◆ **Records for the exercise**
━━━━━━━━━━━━━━━━━━━━━━━━━━━━━━

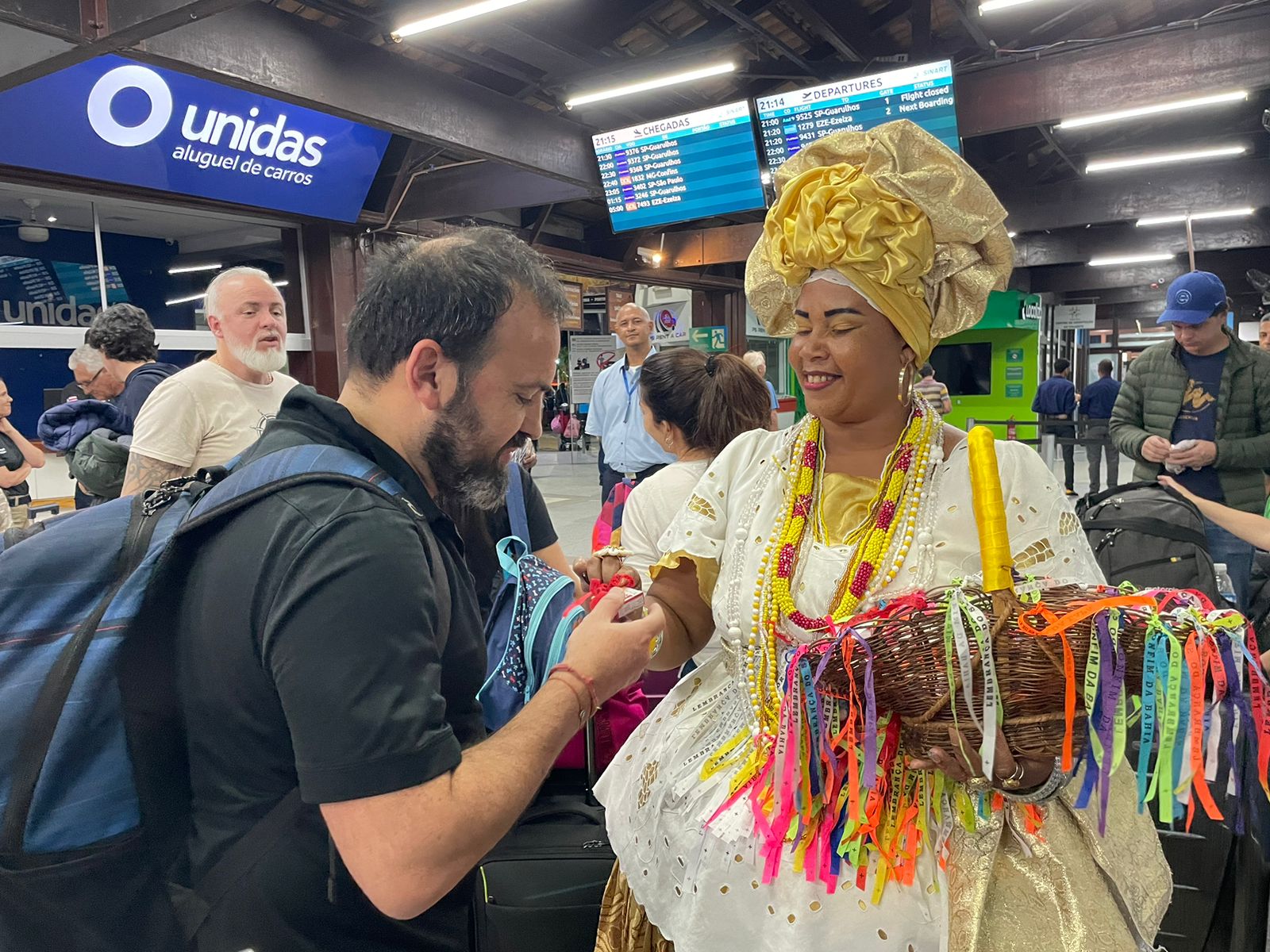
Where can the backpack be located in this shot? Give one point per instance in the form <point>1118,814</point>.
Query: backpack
<point>98,463</point>
<point>94,797</point>
<point>1149,536</point>
<point>531,620</point>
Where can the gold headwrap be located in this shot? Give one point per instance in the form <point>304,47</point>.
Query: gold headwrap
<point>895,213</point>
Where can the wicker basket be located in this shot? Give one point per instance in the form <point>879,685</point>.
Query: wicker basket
<point>911,668</point>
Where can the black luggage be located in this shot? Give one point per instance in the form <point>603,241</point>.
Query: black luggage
<point>540,889</point>
<point>1149,536</point>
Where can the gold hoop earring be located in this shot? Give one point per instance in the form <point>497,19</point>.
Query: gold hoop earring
<point>906,385</point>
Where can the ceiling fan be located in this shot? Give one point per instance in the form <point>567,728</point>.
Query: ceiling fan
<point>29,230</point>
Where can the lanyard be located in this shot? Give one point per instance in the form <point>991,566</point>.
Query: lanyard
<point>632,386</point>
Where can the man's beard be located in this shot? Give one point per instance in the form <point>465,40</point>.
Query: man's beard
<point>260,361</point>
<point>463,479</point>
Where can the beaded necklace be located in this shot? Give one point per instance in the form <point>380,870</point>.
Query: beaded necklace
<point>893,511</point>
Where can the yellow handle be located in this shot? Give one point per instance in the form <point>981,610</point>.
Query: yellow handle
<point>990,512</point>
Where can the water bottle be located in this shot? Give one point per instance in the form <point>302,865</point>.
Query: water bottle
<point>1225,587</point>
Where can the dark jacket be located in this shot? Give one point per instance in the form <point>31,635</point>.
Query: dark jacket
<point>1151,399</point>
<point>1056,397</point>
<point>67,424</point>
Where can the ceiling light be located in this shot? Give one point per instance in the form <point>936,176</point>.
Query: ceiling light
<point>192,268</point>
<point>1194,216</point>
<point>994,6</point>
<point>1134,162</point>
<point>184,300</point>
<point>668,80</point>
<point>200,298</point>
<point>1130,259</point>
<point>1195,102</point>
<point>444,19</point>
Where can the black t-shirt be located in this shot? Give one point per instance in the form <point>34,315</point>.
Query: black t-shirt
<point>1197,419</point>
<point>310,653</point>
<point>13,460</point>
<point>139,386</point>
<point>482,533</point>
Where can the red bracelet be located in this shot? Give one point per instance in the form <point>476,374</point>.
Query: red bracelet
<point>587,682</point>
<point>583,716</point>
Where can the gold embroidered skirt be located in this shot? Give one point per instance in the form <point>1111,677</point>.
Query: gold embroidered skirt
<point>624,927</point>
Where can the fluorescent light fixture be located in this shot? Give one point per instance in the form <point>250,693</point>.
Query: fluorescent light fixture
<point>1134,162</point>
<point>192,268</point>
<point>1194,103</point>
<point>668,80</point>
<point>184,300</point>
<point>1194,216</point>
<point>994,6</point>
<point>1132,259</point>
<point>444,19</point>
<point>201,296</point>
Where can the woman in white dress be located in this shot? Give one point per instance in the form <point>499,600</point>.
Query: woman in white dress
<point>694,405</point>
<point>879,245</point>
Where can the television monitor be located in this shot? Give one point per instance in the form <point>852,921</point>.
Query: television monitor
<point>681,169</point>
<point>965,370</point>
<point>791,121</point>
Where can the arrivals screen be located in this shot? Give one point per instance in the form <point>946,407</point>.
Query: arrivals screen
<point>924,94</point>
<point>679,169</point>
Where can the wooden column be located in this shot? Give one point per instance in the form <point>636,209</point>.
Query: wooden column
<point>334,266</point>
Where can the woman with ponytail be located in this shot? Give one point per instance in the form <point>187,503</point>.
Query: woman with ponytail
<point>694,405</point>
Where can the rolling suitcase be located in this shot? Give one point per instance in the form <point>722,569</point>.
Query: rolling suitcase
<point>540,889</point>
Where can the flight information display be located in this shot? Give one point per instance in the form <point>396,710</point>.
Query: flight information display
<point>683,168</point>
<point>791,121</point>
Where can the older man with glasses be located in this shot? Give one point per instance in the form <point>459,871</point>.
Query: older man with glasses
<point>615,414</point>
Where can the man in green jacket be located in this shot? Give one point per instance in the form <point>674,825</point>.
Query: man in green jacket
<point>1199,408</point>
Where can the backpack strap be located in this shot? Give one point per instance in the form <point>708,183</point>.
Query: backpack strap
<point>516,513</point>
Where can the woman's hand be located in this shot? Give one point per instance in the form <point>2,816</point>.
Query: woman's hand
<point>603,569</point>
<point>962,763</point>
<point>1170,482</point>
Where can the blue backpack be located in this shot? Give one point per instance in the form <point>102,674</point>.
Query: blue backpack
<point>94,787</point>
<point>530,622</point>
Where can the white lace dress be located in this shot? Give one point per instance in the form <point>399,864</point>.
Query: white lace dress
<point>702,886</point>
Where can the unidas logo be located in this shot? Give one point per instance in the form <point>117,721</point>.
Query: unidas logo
<point>241,136</point>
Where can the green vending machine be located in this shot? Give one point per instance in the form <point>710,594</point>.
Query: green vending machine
<point>991,370</point>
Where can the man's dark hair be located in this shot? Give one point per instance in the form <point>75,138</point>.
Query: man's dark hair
<point>124,333</point>
<point>451,290</point>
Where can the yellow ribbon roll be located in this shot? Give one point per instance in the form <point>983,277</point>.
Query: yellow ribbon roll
<point>990,512</point>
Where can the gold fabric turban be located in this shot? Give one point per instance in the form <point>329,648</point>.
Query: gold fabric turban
<point>895,213</point>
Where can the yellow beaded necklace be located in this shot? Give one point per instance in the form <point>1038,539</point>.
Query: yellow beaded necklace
<point>895,505</point>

━━━━━━━━━━━━━━━━━━━━━━━━━━━━━━

◆ **Exercise description**
Leave the images aside and retype each line of the listing above exactly.

◆ **Result below**
Where can the backpack be located in this shot? Give one point per instance in the form <point>1118,814</point>.
Query: backpack
<point>98,463</point>
<point>94,797</point>
<point>1149,536</point>
<point>531,620</point>
Where can the gold headwrap be located in this shot? Give one point per instance in the form <point>304,47</point>.
Query: gold headwrap
<point>895,213</point>
Where can the wicker basket be located in this shot? Give one point per instance in the form <point>879,685</point>.
Query: wicker basket
<point>911,668</point>
Where can the black luggage be located in this shot? Give one point per instance in the form <point>603,241</point>.
Query: black luggage
<point>540,889</point>
<point>1149,536</point>
Where can the gold hoop earring be located in this shot? Give one point per instance in the form <point>497,19</point>.
Query: gold hoop earring
<point>906,385</point>
Where can the ceiling fan be located in this shot? Give one point per instance in the form <point>567,728</point>.
Query: ceiling fan
<point>29,230</point>
Where can the lanyard be located in this shot? Give one point per instance in the form <point>991,566</point>.
Query: lanyard
<point>632,386</point>
Where can the man's beard be located in this shot? Give one point per instance in the form <point>465,40</point>.
Query: man's beard
<point>260,361</point>
<point>463,479</point>
Where can the beaded necklace be located in this shot? Give one point per instance in the form <point>380,870</point>.
Query: beaded necklace
<point>893,511</point>
Where can the yellow handle be located in this shot? Give one point per instance in the form <point>981,610</point>.
Query: yellow handle
<point>990,512</point>
Where can the water bottle be located in this shot? Give one point per instance in the form <point>302,865</point>.
Query: water bottle
<point>1225,587</point>
Where can the dark jacket be located in this shot? Give one point per instance in the form <point>31,635</point>.
Query: dark jacket
<point>1151,399</point>
<point>1056,397</point>
<point>67,424</point>
Where can the ceiling light be located in this shot? Give one point per instance in the form <point>936,176</point>.
Query: ceiling light
<point>192,268</point>
<point>1194,216</point>
<point>994,6</point>
<point>1134,162</point>
<point>184,300</point>
<point>668,80</point>
<point>200,298</point>
<point>1130,259</point>
<point>1195,102</point>
<point>444,19</point>
Where can the black t-shirt be located in this shot? Give one point per instance in the form <point>34,315</point>.
Query: black t-shirt
<point>1197,419</point>
<point>310,653</point>
<point>13,460</point>
<point>139,386</point>
<point>482,533</point>
Where can the red bracelet be located in this shot? Give one point per instance in the form <point>476,374</point>.
Query: red bracelet
<point>587,682</point>
<point>583,716</point>
Where can the gold embroidered skirt be located in this shot? Give one point per instance in the form <point>1111,677</point>.
Query: gold embroidered skirt
<point>624,927</point>
Where can the fluorescent light fixture be located in this shot? Give one point per instance in the form <point>250,693</point>.
Query: fluorescent light fixture
<point>1134,162</point>
<point>192,268</point>
<point>1194,103</point>
<point>668,80</point>
<point>184,300</point>
<point>1194,216</point>
<point>994,6</point>
<point>1132,259</point>
<point>444,19</point>
<point>201,296</point>
Where can the woman in white dress be located in this shot? Give one point per instance in the form <point>499,600</point>.
Query: woman in white dress
<point>694,405</point>
<point>879,245</point>
Where can the television monitor be located in this shot? Give one point per instance in the form <point>852,921</point>.
Query: television monitor
<point>681,169</point>
<point>965,370</point>
<point>791,121</point>
Where can the arrivals screen be located in this shot? Give one point per instance in the form <point>946,407</point>.
Query: arrivals screen
<point>924,94</point>
<point>679,169</point>
Where can the wooden column be located in this shot? Give one point per instance in the form <point>636,209</point>.
Query: wooden column
<point>334,266</point>
Where can the woman with ponytail be located in this shot? Give one point per instance in the form <point>187,503</point>.
Query: woman with ponytail
<point>694,405</point>
Where can the rolling suitcase be located in this shot? Give one point per instance in the form <point>722,569</point>.
Query: rolling suitcase
<point>540,889</point>
Where can the flight information display be located in this shot? Give one point per instance in the form <point>396,710</point>.
Query: flight information display
<point>683,168</point>
<point>791,121</point>
Where can the older man with glasses be located in this shot? Give one point per instance in the form <point>459,871</point>.
Query: older man with glasses
<point>615,414</point>
Where can the man in green jacket be located in this shot? Give one point per instance in the form <point>674,825</point>.
Query: man in green jacket
<point>1199,408</point>
Where can the backpack strap be located in this shot? Give one point per instance in the form <point>708,183</point>.
Query: backpack strap
<point>516,513</point>
Where can the woman's hand be located in this shot? Give one point per instance in the form <point>2,816</point>.
Query: woman's hand
<point>603,569</point>
<point>962,763</point>
<point>1170,482</point>
Where can the blue backpack be located in this shot? Give one point per instance in the form <point>102,674</point>.
Query: blue backpack
<point>94,787</point>
<point>530,622</point>
Where can the white lace dress be located in this shot? Give one point per instance in the form <point>399,864</point>.
Query: white lace dress
<point>702,886</point>
Where can the unidas logo be located in this shot? Give one point per instance in the form <point>117,721</point>.
Query: unidas logo
<point>241,136</point>
Where can the green vending machine be located in this shot? Give one point per instance in the form <point>710,594</point>.
Query: green vending machine
<point>991,370</point>
Where can the man's dark hair be located in this shot? Give one point per instance in the form <point>75,138</point>.
Query: man's dark hair
<point>124,333</point>
<point>451,290</point>
Where can the yellow ribbon roll be located in this shot? Give one point per instance in the form <point>983,277</point>.
Query: yellow ribbon roll
<point>990,512</point>
Where can the gold fabric turban be located in this shot? Give one point per instance in the form <point>329,648</point>.
Query: gold fabric turban
<point>895,213</point>
Where can the yellow beaded necklace be located in this shot? Give one point per instance in the form <point>1038,539</point>.
Query: yellow beaded necklace
<point>895,505</point>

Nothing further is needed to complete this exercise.